* Text block *
▼▼▼
I met Berg three or four times. The first time I was going to be on his radio show, I listened to it as I drove from Boulder, Colo., to Denver. He was chewing out some hapless housewife whose brain was a reservoir of prejudices against anyone who was the slightest bit different from her. Berg was telling her that no one in his right mind would want to be anything like her at all.
"Why were you so hard on that lady?" I asked him, when we were on the air. "She was asking for it," Berg said. "Why would she call up and feed me all those straight lines if she didn't want me to tell her how stupid she was?""
- ROGER EBERT
Eric Bogosian wrote the screenplay for Talk Radio which was based on his own original play, with the help from Oliver Stone, but he used quite a handful of biographical information on Alan Berg. Being that this movie was mixed with Eric's own original content, as well as the truth, some facts were turned around but you still get the gist of what Alan Berg was all about.
Talk Radio is an amazing film. Barry Champlain, played by Eric Bogosian, is the man who is portraying Alan Berg. There's a little something about Barry that you should know about...he is pissed off at the world and he will say anything that he feels like to your face. What's even scarier then Barry in this film are the people who call into the radio station, where it's there that lies the enemy and it seems Barry becomes our hero(or you may actually think otherwise). But there are just some buttons that you shouldn't push, something that Barry seems to have trouble keeping under control, for he's pushing every single person's button. Many people hate Barry Champlain, but of course it's the people that hate him the most who call in and help keep Talk Radio the number one talk show in Dallas.
The whole movie mainly just consists of long conversations between Barry and his callers, but don't let that fool you...these conversations are very intense and powerful. Half the people who call in are either psychotic, depressed or troubled and some are even so angry at Barry that they go as far as making scary death threats. You have to see this movie and just listen to what all these people have to say. It's a series of sick conversations, ranging from pathetic, scary, to outright hilarious(yes, many parts here are very funny), and it just seems to remind us again how messed up this world really is. Great acting, outstanding dialogue, and emotionally powerful storytelling. One of Oliver Stone's best films. Highly Recommended!
▲▲▲
* What you have to do *
Could you write out the Talk Radio review again, everything from "- ROGER EBERT" down to "was all about.", swapping "screenplay" for "script"?

* Data excerpts *
▼▼▼
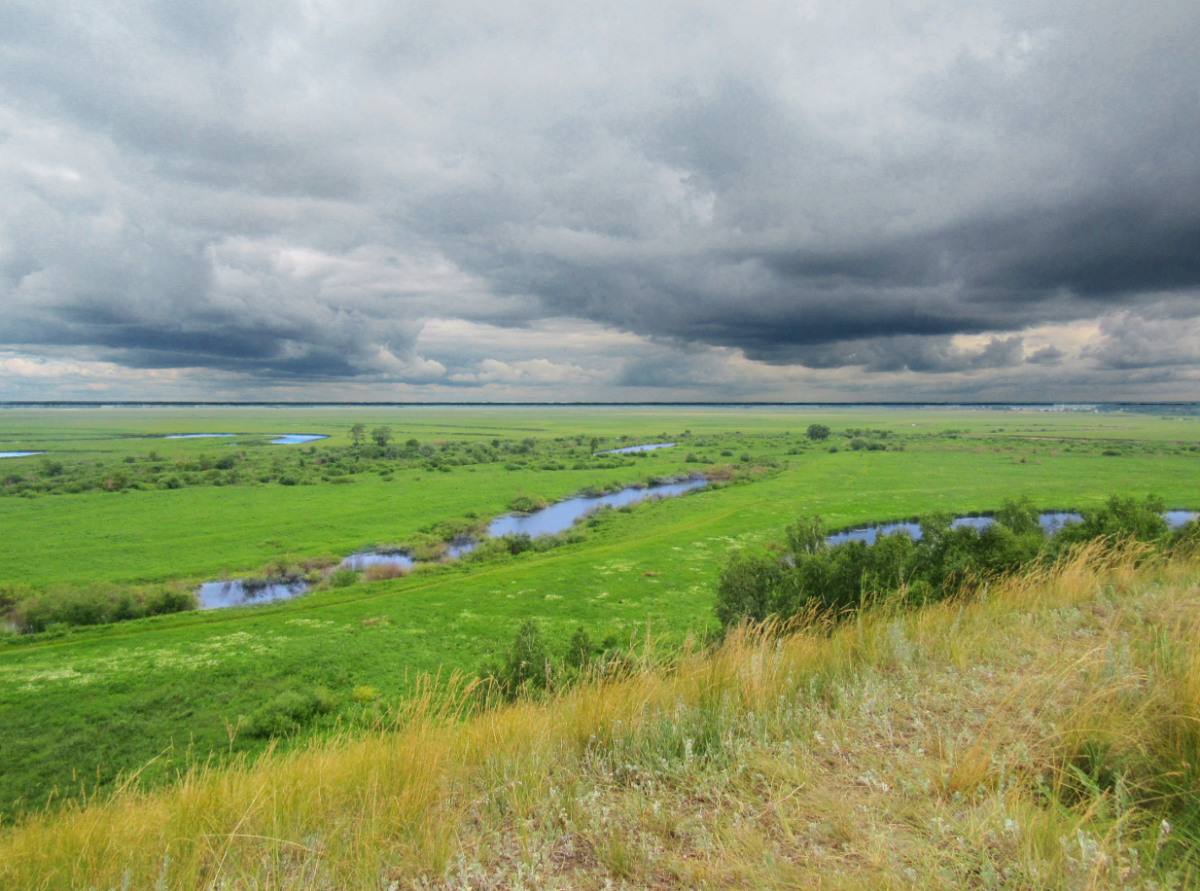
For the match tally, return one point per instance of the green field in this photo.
(79, 707)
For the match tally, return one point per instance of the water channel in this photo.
(557, 518)
(630, 449)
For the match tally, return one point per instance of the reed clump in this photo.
(1038, 734)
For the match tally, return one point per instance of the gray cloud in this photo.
(292, 192)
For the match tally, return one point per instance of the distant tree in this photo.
(579, 650)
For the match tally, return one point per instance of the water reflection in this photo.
(216, 595)
(628, 449)
(1051, 521)
(562, 515)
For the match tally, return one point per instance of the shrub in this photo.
(579, 649)
(527, 503)
(288, 712)
(526, 665)
(64, 607)
(342, 578)
(1120, 518)
(381, 572)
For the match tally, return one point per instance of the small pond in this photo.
(637, 448)
(559, 516)
(555, 518)
(297, 438)
(551, 519)
(215, 595)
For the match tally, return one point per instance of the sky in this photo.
(460, 201)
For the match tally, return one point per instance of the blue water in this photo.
(361, 561)
(297, 438)
(559, 516)
(637, 448)
(216, 595)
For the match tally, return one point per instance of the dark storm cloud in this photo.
(289, 190)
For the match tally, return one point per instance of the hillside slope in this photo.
(1042, 735)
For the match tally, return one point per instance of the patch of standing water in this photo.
(297, 438)
(562, 515)
(637, 448)
(361, 561)
(216, 595)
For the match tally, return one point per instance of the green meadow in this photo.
(83, 706)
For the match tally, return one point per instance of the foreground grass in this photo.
(1039, 735)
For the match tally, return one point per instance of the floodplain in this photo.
(149, 503)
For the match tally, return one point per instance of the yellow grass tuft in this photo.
(1036, 735)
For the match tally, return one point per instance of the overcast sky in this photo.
(863, 199)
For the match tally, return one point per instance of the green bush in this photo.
(288, 712)
(831, 580)
(525, 668)
(66, 607)
(527, 503)
(342, 578)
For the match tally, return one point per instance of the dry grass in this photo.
(1032, 737)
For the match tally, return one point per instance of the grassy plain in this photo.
(1039, 739)
(79, 709)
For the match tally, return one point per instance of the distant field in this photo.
(81, 707)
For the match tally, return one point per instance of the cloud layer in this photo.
(703, 199)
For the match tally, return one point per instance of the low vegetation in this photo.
(811, 581)
(1044, 736)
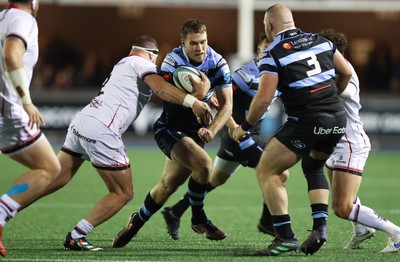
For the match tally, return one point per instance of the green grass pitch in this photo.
(37, 233)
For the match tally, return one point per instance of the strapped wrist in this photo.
(20, 83)
(246, 125)
(189, 101)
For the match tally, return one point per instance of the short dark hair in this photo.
(193, 26)
(145, 41)
(337, 38)
(19, 1)
(261, 38)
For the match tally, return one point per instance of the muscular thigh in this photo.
(190, 155)
(277, 158)
(247, 152)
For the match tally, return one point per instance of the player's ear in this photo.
(33, 4)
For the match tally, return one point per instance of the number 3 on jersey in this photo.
(312, 61)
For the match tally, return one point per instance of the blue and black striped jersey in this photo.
(214, 67)
(304, 64)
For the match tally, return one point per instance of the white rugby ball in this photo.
(182, 80)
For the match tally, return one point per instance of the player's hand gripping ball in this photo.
(182, 80)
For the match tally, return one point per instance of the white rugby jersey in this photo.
(19, 23)
(123, 95)
(355, 138)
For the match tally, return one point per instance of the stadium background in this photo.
(81, 40)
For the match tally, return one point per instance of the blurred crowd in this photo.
(61, 66)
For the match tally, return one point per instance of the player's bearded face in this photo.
(195, 46)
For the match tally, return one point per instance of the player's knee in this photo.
(128, 197)
(202, 173)
(313, 170)
(284, 176)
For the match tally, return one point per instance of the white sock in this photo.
(368, 217)
(358, 228)
(8, 209)
(81, 229)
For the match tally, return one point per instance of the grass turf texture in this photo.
(37, 233)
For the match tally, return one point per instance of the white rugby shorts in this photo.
(93, 141)
(348, 162)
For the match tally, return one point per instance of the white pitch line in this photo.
(69, 260)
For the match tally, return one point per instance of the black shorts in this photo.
(248, 152)
(167, 136)
(318, 131)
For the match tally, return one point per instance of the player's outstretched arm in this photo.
(201, 86)
(171, 94)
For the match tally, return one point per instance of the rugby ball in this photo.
(182, 80)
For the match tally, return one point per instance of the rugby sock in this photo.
(149, 208)
(81, 229)
(183, 204)
(370, 218)
(358, 229)
(197, 193)
(282, 226)
(319, 214)
(266, 219)
(8, 209)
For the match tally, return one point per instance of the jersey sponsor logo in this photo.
(327, 131)
(298, 144)
(229, 152)
(287, 46)
(89, 140)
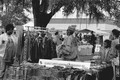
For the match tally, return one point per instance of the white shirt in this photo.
(3, 41)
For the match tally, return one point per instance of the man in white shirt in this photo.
(4, 39)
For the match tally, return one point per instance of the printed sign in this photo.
(52, 63)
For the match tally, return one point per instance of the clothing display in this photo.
(37, 47)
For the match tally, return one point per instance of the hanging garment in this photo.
(9, 51)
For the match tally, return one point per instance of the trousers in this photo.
(4, 67)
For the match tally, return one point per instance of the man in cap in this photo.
(69, 48)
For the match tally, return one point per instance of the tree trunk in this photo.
(41, 18)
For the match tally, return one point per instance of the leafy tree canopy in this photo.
(12, 12)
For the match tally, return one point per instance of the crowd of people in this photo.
(66, 48)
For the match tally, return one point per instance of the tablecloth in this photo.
(36, 72)
(85, 49)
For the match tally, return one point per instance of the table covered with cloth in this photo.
(37, 72)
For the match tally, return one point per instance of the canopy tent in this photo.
(85, 31)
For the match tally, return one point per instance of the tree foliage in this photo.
(12, 12)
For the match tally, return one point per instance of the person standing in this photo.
(7, 49)
(69, 47)
(115, 40)
(56, 39)
(93, 42)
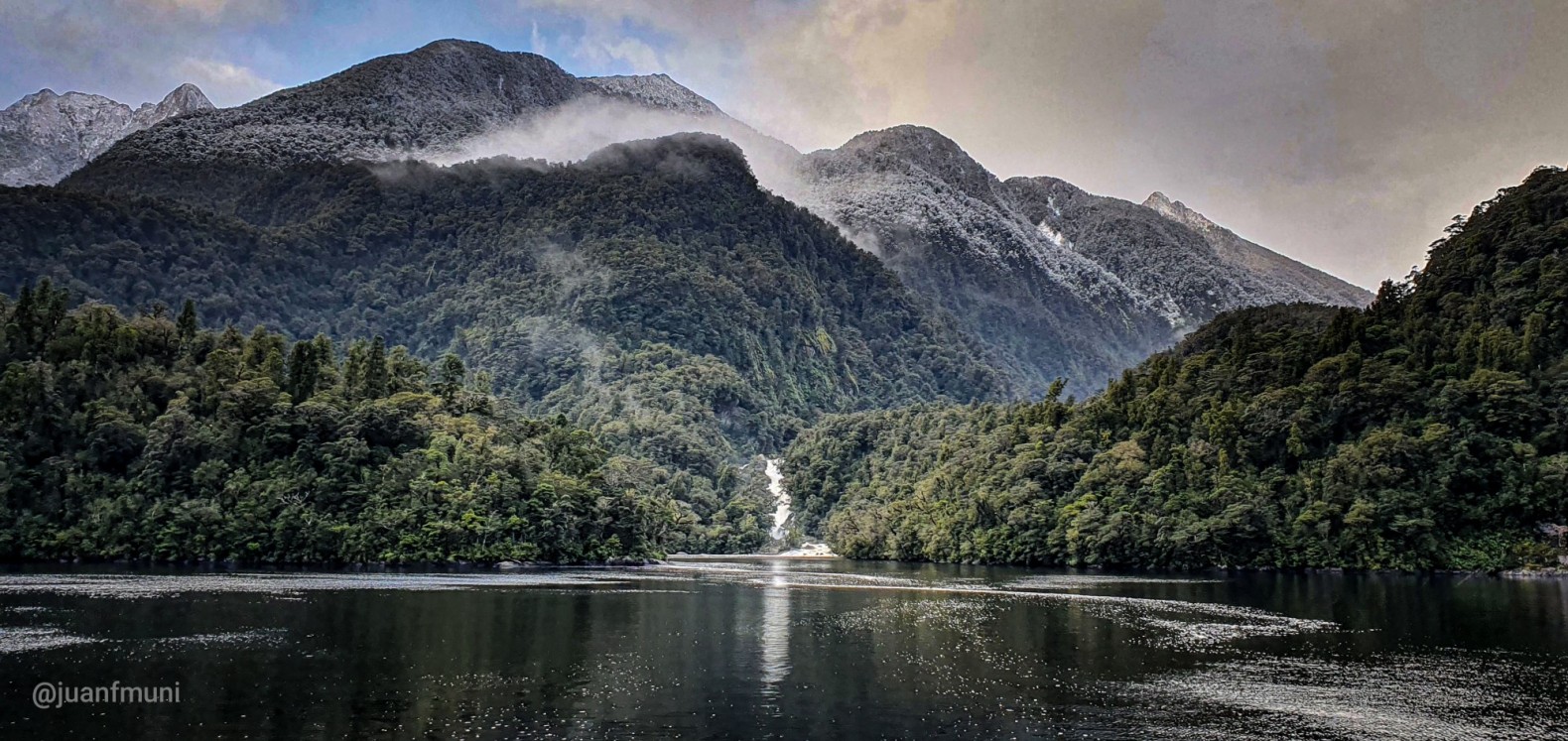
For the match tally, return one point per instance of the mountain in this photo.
(183, 443)
(1056, 281)
(46, 137)
(651, 294)
(956, 235)
(422, 104)
(1283, 276)
(1424, 432)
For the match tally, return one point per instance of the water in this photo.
(792, 651)
(781, 500)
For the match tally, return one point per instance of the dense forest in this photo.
(651, 295)
(148, 437)
(1426, 432)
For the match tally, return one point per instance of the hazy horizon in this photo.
(1343, 140)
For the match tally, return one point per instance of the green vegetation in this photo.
(148, 437)
(651, 295)
(1426, 432)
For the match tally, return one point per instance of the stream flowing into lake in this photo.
(791, 649)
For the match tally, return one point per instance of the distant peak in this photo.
(186, 97)
(918, 146)
(1176, 210)
(657, 89)
(440, 46)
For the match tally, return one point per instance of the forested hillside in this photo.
(1429, 430)
(148, 437)
(651, 294)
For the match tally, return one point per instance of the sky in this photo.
(1341, 134)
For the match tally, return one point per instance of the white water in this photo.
(781, 500)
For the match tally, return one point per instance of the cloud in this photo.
(226, 83)
(1340, 132)
(135, 51)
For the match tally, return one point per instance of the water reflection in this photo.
(784, 649)
(775, 630)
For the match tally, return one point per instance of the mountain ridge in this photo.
(45, 137)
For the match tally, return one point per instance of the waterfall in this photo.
(780, 499)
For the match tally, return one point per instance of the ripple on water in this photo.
(140, 584)
(1452, 695)
(30, 640)
(1095, 581)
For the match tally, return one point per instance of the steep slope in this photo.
(1424, 432)
(186, 443)
(954, 235)
(1164, 260)
(1056, 281)
(46, 137)
(421, 104)
(1076, 297)
(651, 292)
(1284, 278)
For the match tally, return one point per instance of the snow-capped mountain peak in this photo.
(1283, 278)
(46, 135)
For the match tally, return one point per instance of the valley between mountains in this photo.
(458, 305)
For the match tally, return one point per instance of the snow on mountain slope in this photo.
(956, 235)
(654, 91)
(45, 137)
(1054, 281)
(1283, 278)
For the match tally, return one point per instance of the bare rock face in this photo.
(46, 137)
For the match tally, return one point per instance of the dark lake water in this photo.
(787, 649)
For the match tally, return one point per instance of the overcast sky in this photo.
(1341, 134)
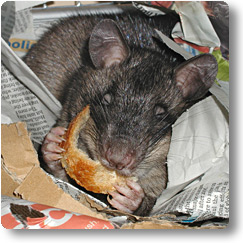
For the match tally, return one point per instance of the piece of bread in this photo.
(90, 174)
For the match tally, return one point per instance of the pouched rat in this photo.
(136, 88)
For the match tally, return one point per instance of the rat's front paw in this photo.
(51, 152)
(127, 199)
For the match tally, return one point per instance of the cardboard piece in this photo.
(23, 177)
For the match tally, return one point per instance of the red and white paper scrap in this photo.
(21, 214)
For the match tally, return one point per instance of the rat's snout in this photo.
(120, 156)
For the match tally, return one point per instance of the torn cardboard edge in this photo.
(38, 187)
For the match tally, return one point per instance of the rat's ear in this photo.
(195, 76)
(107, 45)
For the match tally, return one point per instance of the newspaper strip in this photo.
(7, 19)
(29, 98)
(202, 202)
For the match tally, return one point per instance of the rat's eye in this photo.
(159, 111)
(107, 99)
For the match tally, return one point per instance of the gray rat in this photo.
(136, 88)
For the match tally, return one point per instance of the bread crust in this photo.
(88, 173)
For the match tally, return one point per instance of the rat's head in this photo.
(135, 95)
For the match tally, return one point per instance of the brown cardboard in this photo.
(22, 175)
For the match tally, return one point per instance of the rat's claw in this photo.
(127, 199)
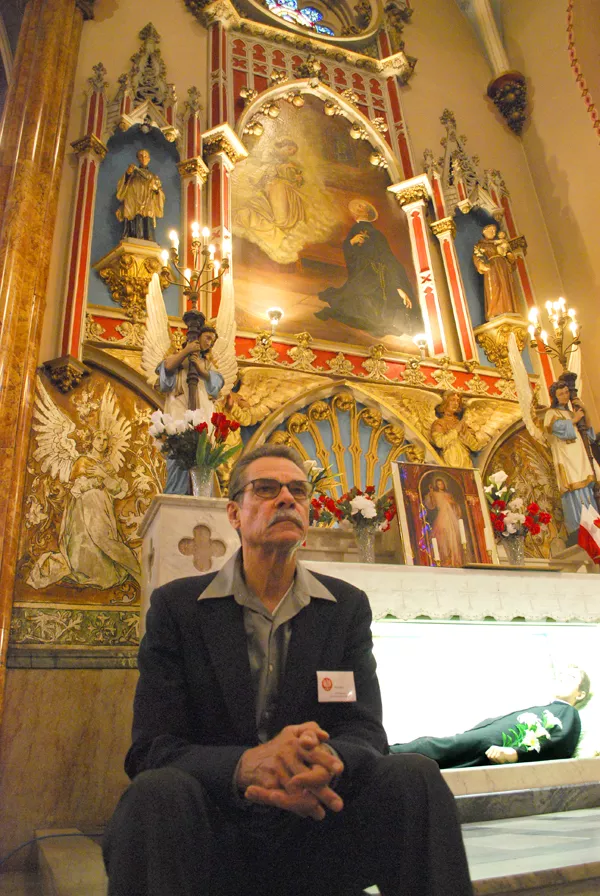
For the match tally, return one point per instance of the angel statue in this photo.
(453, 435)
(576, 473)
(193, 378)
(91, 550)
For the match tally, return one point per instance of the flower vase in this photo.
(201, 479)
(515, 549)
(365, 542)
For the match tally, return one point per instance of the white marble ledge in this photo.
(471, 594)
(521, 776)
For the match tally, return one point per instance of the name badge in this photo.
(336, 687)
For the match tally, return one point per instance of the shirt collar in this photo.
(306, 585)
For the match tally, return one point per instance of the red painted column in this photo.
(90, 151)
(445, 230)
(413, 196)
(222, 150)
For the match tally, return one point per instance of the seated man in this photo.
(258, 759)
(540, 732)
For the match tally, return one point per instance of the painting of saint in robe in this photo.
(277, 205)
(445, 514)
(378, 296)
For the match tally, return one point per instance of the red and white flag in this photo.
(589, 533)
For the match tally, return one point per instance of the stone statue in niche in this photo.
(143, 201)
(494, 259)
(451, 434)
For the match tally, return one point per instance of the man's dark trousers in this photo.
(168, 838)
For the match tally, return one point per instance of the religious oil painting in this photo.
(443, 516)
(91, 474)
(317, 234)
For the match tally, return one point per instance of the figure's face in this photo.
(207, 340)
(100, 442)
(280, 522)
(568, 685)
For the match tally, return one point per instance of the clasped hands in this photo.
(293, 771)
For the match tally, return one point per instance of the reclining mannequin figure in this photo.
(550, 731)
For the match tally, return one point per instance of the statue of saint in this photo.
(143, 199)
(492, 256)
(451, 435)
(574, 471)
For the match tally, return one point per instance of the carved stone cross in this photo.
(202, 548)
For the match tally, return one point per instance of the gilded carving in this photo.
(92, 472)
(195, 167)
(444, 376)
(302, 355)
(67, 627)
(375, 366)
(532, 474)
(66, 373)
(90, 143)
(412, 374)
(493, 338)
(128, 276)
(263, 351)
(340, 365)
(93, 329)
(415, 193)
(444, 225)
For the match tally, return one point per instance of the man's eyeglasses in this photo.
(300, 489)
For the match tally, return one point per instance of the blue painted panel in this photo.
(122, 149)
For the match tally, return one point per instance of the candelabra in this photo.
(203, 278)
(565, 339)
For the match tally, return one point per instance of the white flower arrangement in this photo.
(530, 730)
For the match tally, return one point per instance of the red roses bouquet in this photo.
(189, 442)
(360, 508)
(508, 513)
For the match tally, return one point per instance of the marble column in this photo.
(32, 150)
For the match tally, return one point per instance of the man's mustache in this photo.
(283, 516)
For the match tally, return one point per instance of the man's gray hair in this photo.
(237, 480)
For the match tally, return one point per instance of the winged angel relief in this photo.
(194, 377)
(91, 549)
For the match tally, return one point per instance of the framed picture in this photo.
(442, 515)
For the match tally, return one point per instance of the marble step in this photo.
(556, 854)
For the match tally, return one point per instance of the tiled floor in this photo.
(540, 843)
(539, 854)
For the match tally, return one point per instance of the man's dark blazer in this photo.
(194, 705)
(468, 748)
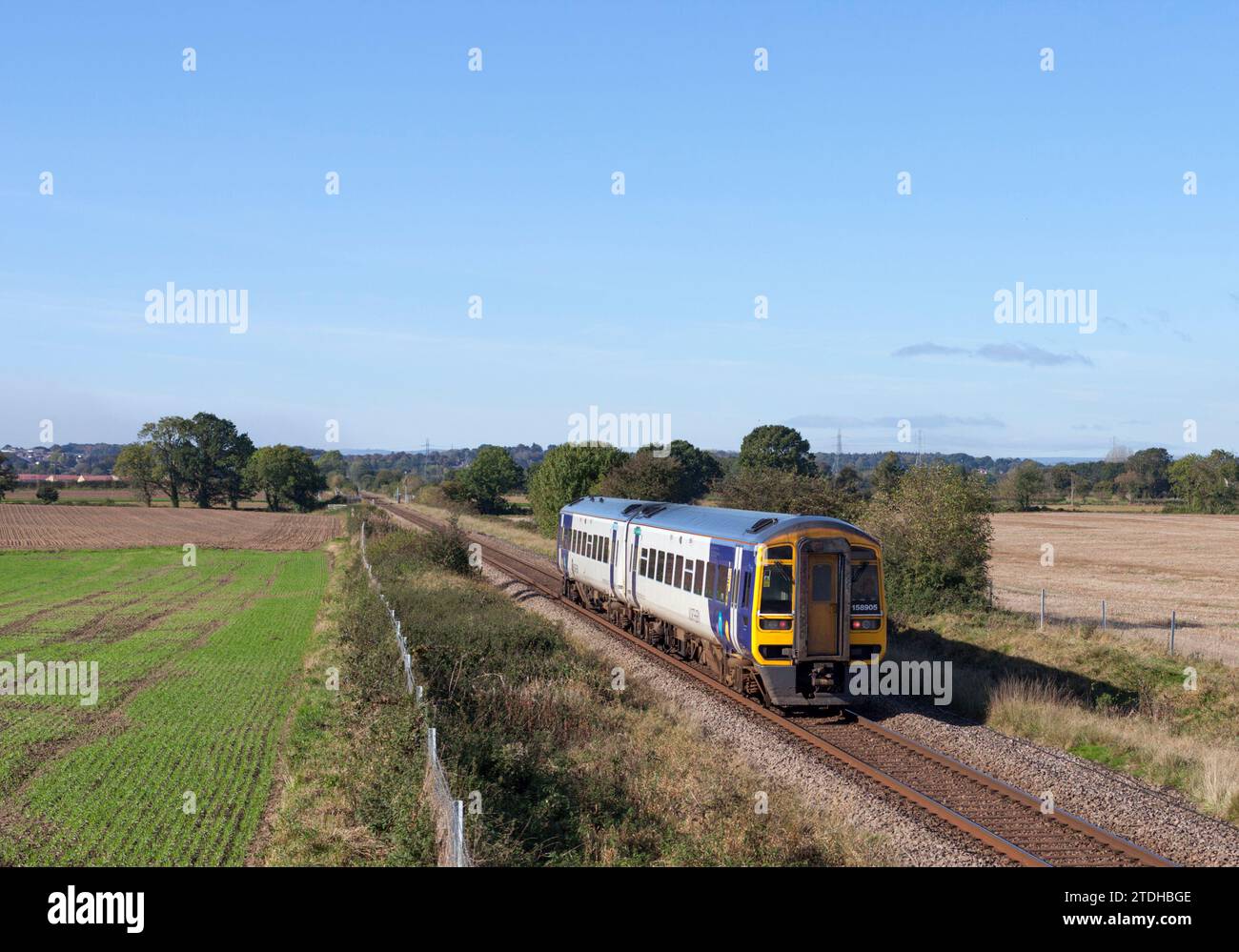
▲▲▲
* Complete output *
- ROGER EBERT
Eric Bogosian wrote the script for Talk Radio which was based on his own original play, with the help from Oliver Stone, but he used quite a handful of biographical information on Alan Berg. Being that this movie was mixed with Eric's own original content, as well as the truth, some facts were turned around but you still get the gist of what Alan Berg was all about.